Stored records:
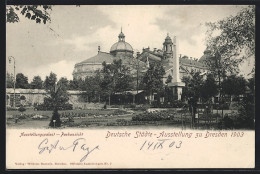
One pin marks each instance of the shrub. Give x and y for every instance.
(226, 123)
(21, 109)
(56, 117)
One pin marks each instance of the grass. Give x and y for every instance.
(96, 118)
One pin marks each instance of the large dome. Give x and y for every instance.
(121, 45)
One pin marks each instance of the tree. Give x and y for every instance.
(231, 41)
(38, 13)
(234, 85)
(209, 89)
(21, 109)
(168, 91)
(247, 107)
(73, 84)
(153, 80)
(235, 42)
(192, 91)
(57, 98)
(21, 81)
(92, 87)
(36, 83)
(9, 80)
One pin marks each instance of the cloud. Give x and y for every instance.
(62, 68)
(76, 32)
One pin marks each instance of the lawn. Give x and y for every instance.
(91, 118)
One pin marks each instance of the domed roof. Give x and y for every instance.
(206, 57)
(168, 40)
(121, 45)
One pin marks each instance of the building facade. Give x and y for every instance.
(175, 65)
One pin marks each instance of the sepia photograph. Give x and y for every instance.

§ **To do**:
Only output the lines from the one with "One pin marks each instance of the tree." through the end of the entries above, exactly as they are.

§ **Result of the task**:
One pin marks each instance of the tree. Give x and y for every instance.
(231, 41)
(38, 13)
(234, 85)
(209, 89)
(21, 109)
(168, 91)
(247, 107)
(73, 84)
(153, 80)
(235, 42)
(192, 91)
(57, 98)
(21, 81)
(92, 87)
(36, 83)
(9, 80)
One pin marks each instance of the cloud. Give x and y for every instance.
(62, 68)
(76, 32)
One pin marks each instance of the lawn. Give x and y for every instance.
(91, 118)
One pin marks each instance of the domed roof. Give x and y for every instance.
(206, 57)
(168, 40)
(121, 45)
One pin marks each instance of the building facade. Give x and y for every instance.
(175, 65)
One pin marks each instance of the sepia photograph. Give x and y for every instance.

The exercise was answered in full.